▶ _GIVEN PROBLEM_
Quote every one of the entries below word for word, leaving the pictures out.

▶ _RECORDED INFORMATION_
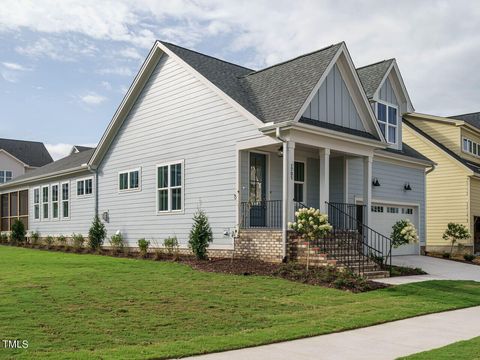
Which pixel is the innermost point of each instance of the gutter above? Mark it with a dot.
(284, 193)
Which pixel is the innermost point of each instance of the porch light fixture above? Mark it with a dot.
(280, 151)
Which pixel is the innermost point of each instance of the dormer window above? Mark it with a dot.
(388, 121)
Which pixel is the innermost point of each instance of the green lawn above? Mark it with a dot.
(462, 350)
(103, 307)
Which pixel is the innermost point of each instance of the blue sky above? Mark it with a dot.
(65, 66)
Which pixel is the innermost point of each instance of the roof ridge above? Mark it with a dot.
(210, 56)
(375, 63)
(292, 59)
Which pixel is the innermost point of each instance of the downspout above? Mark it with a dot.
(284, 194)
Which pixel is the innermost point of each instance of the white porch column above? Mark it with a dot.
(288, 210)
(324, 155)
(367, 188)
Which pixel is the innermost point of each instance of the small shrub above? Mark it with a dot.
(4, 238)
(49, 241)
(34, 237)
(454, 233)
(171, 245)
(61, 240)
(96, 234)
(18, 232)
(469, 257)
(78, 241)
(143, 246)
(403, 232)
(117, 243)
(201, 235)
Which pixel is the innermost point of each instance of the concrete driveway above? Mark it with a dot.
(437, 269)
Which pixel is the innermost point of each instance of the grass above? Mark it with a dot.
(104, 307)
(462, 350)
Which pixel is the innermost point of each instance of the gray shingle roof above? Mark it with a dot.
(472, 118)
(372, 75)
(471, 165)
(32, 153)
(273, 94)
(67, 163)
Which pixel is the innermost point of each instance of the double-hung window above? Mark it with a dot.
(5, 176)
(170, 187)
(84, 187)
(299, 181)
(55, 202)
(388, 121)
(129, 180)
(65, 201)
(36, 203)
(45, 200)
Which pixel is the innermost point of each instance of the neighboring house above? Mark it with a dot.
(453, 189)
(18, 157)
(249, 147)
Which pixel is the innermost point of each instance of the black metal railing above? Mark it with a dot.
(355, 244)
(264, 214)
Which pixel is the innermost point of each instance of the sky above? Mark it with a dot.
(66, 65)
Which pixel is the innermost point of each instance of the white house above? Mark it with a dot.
(249, 147)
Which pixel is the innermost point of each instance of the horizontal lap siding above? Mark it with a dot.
(447, 189)
(82, 211)
(392, 178)
(176, 117)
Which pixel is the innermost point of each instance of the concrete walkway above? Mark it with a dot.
(437, 269)
(386, 341)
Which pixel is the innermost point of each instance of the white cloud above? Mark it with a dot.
(116, 70)
(92, 99)
(58, 151)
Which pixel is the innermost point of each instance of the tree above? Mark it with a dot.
(311, 225)
(200, 235)
(96, 234)
(18, 232)
(454, 233)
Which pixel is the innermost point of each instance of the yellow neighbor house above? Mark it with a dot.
(453, 188)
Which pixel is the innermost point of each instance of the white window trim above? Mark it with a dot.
(466, 151)
(304, 182)
(62, 200)
(58, 201)
(387, 124)
(128, 179)
(170, 211)
(84, 195)
(42, 217)
(39, 204)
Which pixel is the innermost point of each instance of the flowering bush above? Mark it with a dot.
(403, 233)
(310, 224)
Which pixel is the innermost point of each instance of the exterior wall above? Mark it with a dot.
(447, 190)
(82, 210)
(392, 177)
(333, 104)
(176, 117)
(8, 163)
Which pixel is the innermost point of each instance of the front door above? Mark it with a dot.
(257, 192)
(476, 235)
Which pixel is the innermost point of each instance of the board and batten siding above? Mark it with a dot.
(333, 104)
(176, 117)
(82, 210)
(447, 189)
(392, 178)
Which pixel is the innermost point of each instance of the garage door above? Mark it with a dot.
(384, 216)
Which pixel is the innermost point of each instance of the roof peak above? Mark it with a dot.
(295, 58)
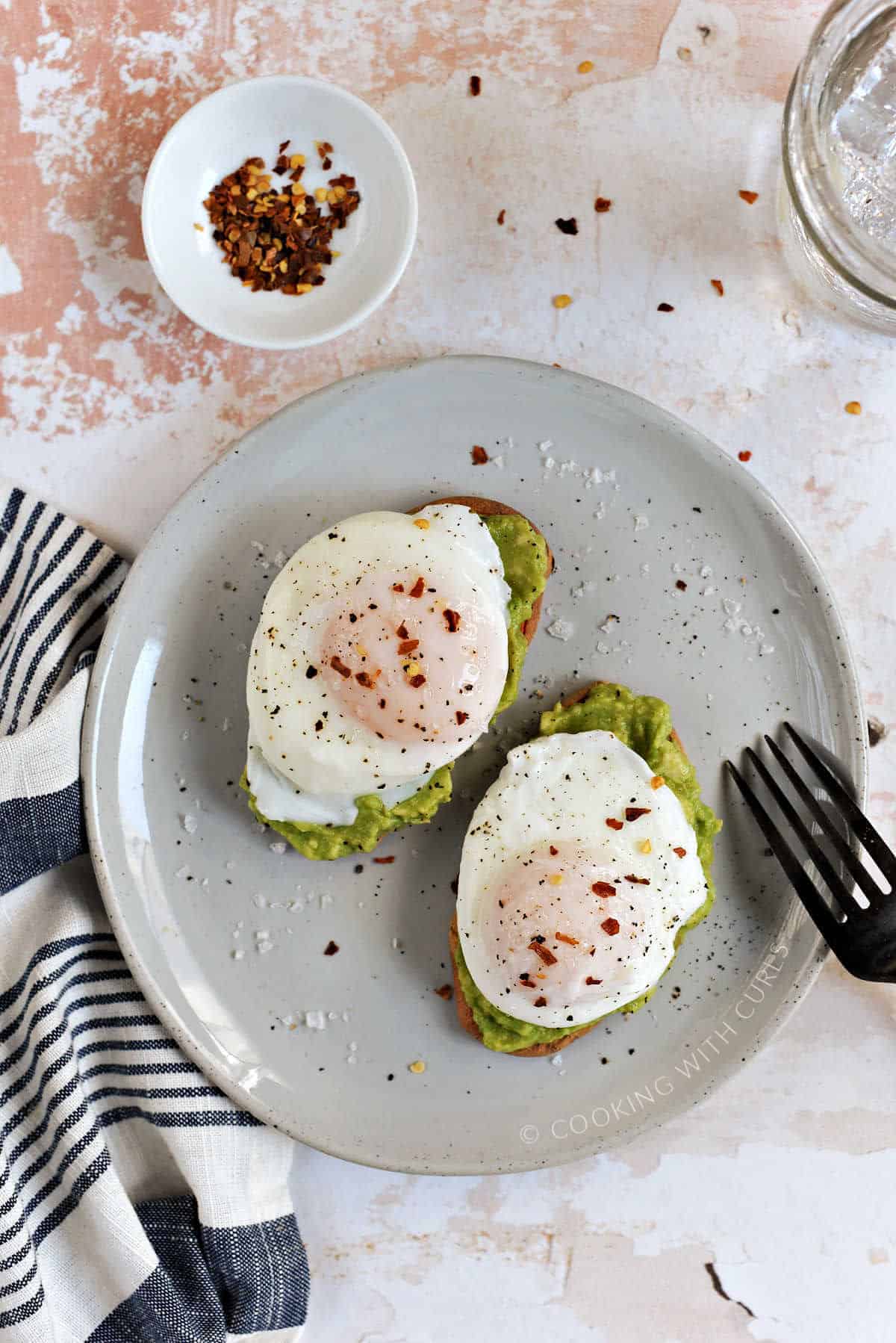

▶ _RESPONSE TO THE TASK_
Which pixel is the innermost point of each instance of the gutter above? Mark it with a dot.
(284, 193)
Which pixel is the innermost point of each instance of the porch light fixture above? Mark it with a dot.
(280, 151)
Which pixel is the innermost point of each instance of the dormer window above? Mark it with a dot.
(388, 121)
Which pixel is the innermost point of each instance of the green lawn above? Mark it with a dot.
(462, 350)
(103, 307)
Which pixel is the innermost point of each instance of the blue sky above? Mark it with a dot.
(65, 66)
Which pixel is the innermost point of each instance of the roof ridge above? Mark it with a dot.
(210, 56)
(375, 63)
(292, 59)
Which pixel is the innermost point of each instance of the downspout above? Mark it with a dot.
(284, 194)
Which pixel is the innermost point of each instance of the white porch column above? Mark it with a dot.
(288, 210)
(324, 155)
(367, 188)
Which pixel is the innermost point of each instance of the small shrub above? Mark it with a dot.
(4, 238)
(49, 241)
(34, 237)
(454, 233)
(171, 245)
(61, 240)
(96, 234)
(18, 232)
(469, 257)
(78, 241)
(143, 246)
(403, 232)
(117, 243)
(201, 235)
Which pixel is the innermost point of each instance of the concrete driveway above? Mark it with a dot.
(437, 269)
Which pixel is the innermost point of each instance of the grass above? Mark it with a dot.
(104, 307)
(462, 350)
Which pixel is the innermost point of each instance of the gray shingle roof above? Mark it with a dot.
(472, 118)
(372, 75)
(471, 165)
(32, 153)
(273, 94)
(67, 163)
Which pixel is the innermost point of each instance of the double-hung window above? Mark it with a dot.
(5, 176)
(170, 187)
(84, 187)
(299, 181)
(55, 202)
(388, 121)
(129, 180)
(65, 201)
(36, 203)
(45, 200)
Which pixel is the innermost point of each instance of the neighboring house above? Mark it with a dot.
(453, 189)
(18, 157)
(249, 147)
Which pixel is the innermost point of each instance of the black metal railing above? Mark it with a dot.
(355, 244)
(264, 214)
Which pixel is the innermost point of each instance of the sky above? Mark it with a dot.
(66, 65)
Which pixel is the innermost point of each instance of the white house above? Mark it with a dot.
(249, 147)
Which pixel is the innermost point of each instance of the horizontal lap siding above? Mark it with a dot.
(447, 189)
(82, 211)
(392, 178)
(176, 117)
Which pixel is the innermost point of each instance of the concrete walkway above? Mark it with a dot.
(437, 269)
(386, 341)
Which pixel is the innermost point of each instance of the white cloud above? Mark it with a dot.
(116, 70)
(92, 99)
(58, 151)
Which pixel is the innermost point of each instance of the tree above? Mark it with a dot.
(311, 225)
(200, 235)
(96, 234)
(18, 232)
(454, 233)
Which pixel is the innermost point of each instance of the yellow neighbor house above? Mark it with a dot.
(453, 188)
Which pixel is the innermost point of each instance of the white window trim above? Mark it with a dot.
(466, 151)
(304, 182)
(62, 200)
(58, 201)
(387, 124)
(128, 179)
(170, 211)
(84, 195)
(42, 217)
(39, 204)
Which pixel is the innermost point of each instance of the flowering bush above? Mark it with a dot.
(403, 233)
(310, 224)
Which pixel is the innermost point of each instance of the exterior wall above? Mark it with a dot.
(447, 190)
(82, 210)
(392, 177)
(333, 104)
(176, 117)
(8, 163)
Which pixel is the innermost point of each instance of the front door above? Mark it with a dot.
(257, 192)
(476, 235)
Which pixel is the innermost point of each instance of the board and batten siding above? Mark it with a dot.
(333, 104)
(176, 117)
(82, 210)
(447, 189)
(392, 178)
Which pixel is the innermost point of each instance of the garage door above? Mark it with a dot.
(384, 216)
Which pixel is the innermost point of each instance of the roof peak above? Mark it with a dot.
(295, 58)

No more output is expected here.